Copy each line of the listing below where the word "wood" turns up.

-- EXTRACTED INFORMATION follows --

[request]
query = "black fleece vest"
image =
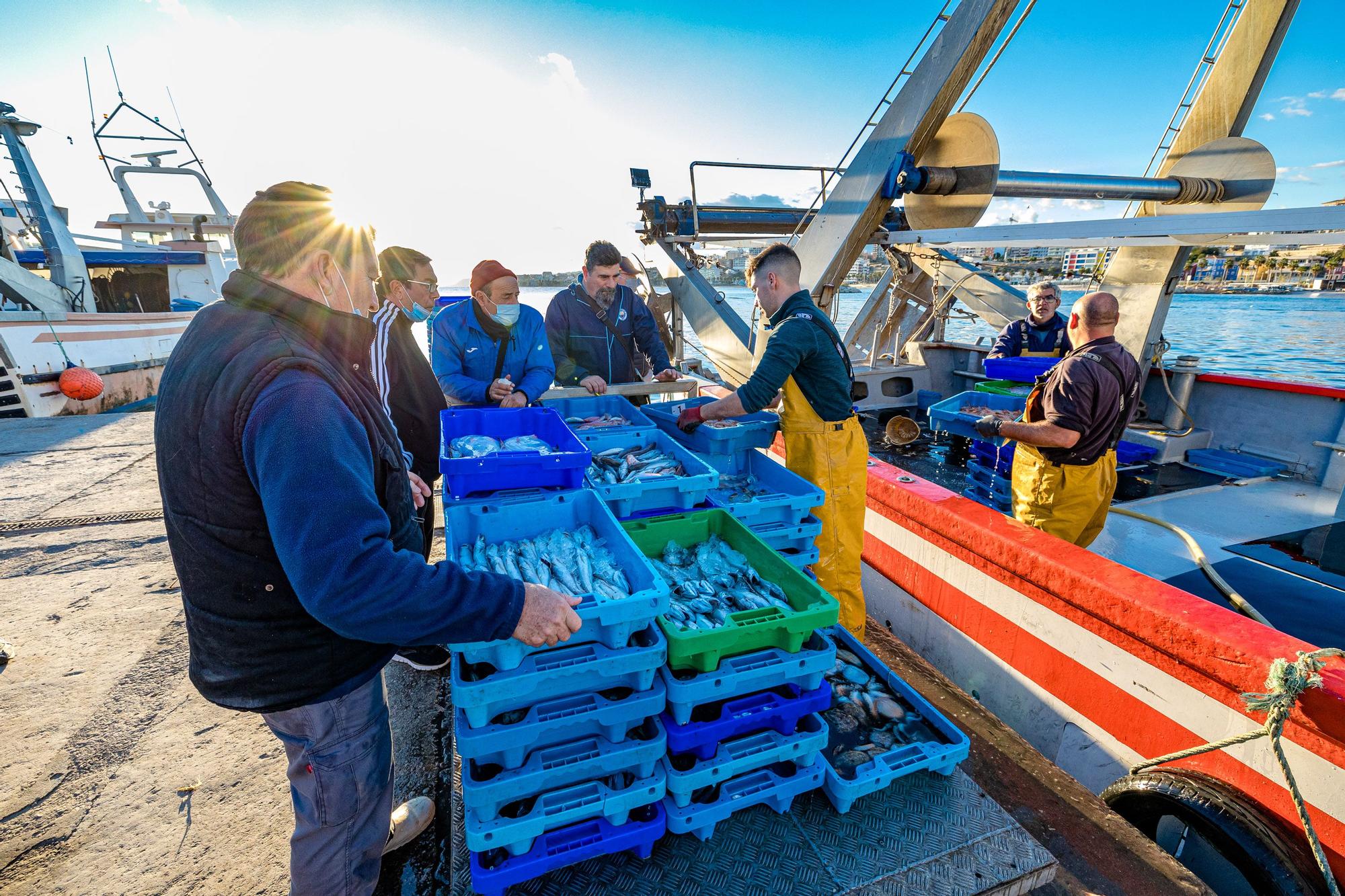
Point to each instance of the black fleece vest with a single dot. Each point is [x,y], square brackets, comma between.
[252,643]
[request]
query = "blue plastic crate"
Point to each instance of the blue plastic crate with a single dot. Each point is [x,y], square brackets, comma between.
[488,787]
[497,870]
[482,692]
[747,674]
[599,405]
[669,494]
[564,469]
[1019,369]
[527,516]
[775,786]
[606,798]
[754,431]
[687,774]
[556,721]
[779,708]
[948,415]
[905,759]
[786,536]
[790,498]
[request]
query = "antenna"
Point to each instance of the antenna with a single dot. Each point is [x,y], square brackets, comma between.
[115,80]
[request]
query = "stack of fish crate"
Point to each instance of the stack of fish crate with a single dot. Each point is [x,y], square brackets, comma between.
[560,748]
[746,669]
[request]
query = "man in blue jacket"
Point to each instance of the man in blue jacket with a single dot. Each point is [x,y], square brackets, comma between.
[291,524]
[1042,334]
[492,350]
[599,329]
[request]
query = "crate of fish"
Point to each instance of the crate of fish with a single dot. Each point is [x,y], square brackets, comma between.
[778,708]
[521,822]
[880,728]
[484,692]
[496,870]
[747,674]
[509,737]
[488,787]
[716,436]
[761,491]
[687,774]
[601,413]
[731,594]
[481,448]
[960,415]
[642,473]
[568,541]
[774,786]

-- EXTRACTED INFORMATION concluded --
-- EXTRACTED INFORMATION follows --

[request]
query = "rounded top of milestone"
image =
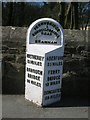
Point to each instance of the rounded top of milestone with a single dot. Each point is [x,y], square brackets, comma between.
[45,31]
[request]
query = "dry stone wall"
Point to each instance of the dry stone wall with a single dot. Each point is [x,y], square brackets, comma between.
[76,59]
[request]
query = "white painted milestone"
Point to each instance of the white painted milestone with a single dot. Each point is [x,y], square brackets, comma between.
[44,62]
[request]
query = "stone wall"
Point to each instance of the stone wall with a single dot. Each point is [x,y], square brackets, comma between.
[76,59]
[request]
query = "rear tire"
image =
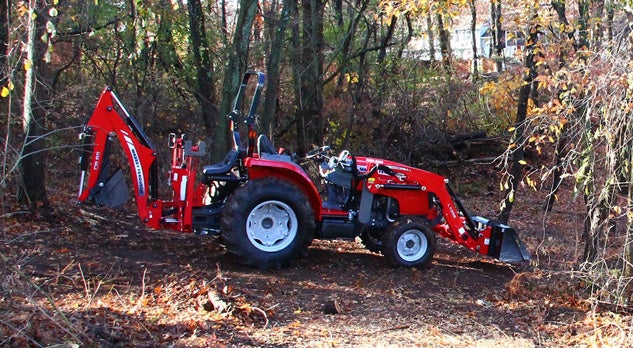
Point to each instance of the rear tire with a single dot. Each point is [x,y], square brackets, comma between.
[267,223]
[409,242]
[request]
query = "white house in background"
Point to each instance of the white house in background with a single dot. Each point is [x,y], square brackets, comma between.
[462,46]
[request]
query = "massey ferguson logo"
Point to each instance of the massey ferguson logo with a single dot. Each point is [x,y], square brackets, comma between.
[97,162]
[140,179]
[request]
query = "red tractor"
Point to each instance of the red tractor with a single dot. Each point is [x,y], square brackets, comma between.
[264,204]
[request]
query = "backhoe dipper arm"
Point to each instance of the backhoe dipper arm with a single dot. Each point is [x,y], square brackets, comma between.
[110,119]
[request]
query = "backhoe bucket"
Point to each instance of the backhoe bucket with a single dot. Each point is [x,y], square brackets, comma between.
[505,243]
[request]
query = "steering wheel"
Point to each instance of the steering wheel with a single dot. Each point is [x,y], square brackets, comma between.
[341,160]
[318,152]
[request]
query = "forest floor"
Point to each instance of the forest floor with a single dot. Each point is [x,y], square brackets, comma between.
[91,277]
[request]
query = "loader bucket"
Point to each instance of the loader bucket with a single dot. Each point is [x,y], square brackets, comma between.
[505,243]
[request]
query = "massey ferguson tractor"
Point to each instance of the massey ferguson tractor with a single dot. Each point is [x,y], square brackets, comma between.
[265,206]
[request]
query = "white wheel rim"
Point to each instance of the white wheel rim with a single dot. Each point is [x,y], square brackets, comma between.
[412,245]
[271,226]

-- EXTRACTED INFORMATION concluded --
-- EXTRACTED INFORMATION follows --

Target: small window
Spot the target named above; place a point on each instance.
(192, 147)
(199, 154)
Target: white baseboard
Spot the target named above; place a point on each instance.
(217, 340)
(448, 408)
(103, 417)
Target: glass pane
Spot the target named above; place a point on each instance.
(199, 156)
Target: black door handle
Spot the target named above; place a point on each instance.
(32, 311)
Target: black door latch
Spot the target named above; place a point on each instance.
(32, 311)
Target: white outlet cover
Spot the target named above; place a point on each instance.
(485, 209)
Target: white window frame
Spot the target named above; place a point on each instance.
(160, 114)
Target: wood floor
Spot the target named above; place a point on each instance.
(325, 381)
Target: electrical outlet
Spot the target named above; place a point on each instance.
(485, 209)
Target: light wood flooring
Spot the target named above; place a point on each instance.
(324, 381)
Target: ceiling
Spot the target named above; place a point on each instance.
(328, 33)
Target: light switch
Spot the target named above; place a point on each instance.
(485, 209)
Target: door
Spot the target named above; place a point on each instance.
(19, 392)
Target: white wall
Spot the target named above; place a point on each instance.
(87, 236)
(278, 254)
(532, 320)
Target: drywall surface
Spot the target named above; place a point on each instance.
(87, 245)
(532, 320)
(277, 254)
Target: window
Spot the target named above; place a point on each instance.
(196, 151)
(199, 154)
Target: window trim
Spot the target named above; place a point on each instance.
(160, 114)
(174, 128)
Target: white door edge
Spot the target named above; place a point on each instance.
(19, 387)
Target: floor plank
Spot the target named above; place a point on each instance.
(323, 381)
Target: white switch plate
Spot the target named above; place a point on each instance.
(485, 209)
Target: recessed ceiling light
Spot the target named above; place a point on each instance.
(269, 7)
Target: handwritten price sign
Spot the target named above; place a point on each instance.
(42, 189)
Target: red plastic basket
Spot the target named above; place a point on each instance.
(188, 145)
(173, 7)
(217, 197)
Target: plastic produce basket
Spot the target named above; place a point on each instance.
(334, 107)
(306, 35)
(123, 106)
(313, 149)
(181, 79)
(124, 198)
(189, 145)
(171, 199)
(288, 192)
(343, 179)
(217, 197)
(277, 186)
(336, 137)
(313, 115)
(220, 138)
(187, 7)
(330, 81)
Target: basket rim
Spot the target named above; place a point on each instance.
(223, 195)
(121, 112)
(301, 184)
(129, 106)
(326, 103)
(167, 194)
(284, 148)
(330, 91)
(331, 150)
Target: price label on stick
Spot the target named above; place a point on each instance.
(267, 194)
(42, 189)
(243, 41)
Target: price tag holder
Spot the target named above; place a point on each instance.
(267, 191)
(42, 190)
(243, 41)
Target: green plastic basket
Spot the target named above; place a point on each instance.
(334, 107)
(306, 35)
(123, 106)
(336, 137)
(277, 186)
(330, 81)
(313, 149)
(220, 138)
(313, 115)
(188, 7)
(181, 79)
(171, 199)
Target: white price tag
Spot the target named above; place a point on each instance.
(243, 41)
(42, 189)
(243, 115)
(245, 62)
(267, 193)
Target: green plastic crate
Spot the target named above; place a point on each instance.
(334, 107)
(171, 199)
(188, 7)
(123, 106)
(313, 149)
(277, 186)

-- EXTRACTED INFORMATION concluded --

**SOLUTION FOR THIS PROBLEM:**
Target: wood floor
Target: light wood flooring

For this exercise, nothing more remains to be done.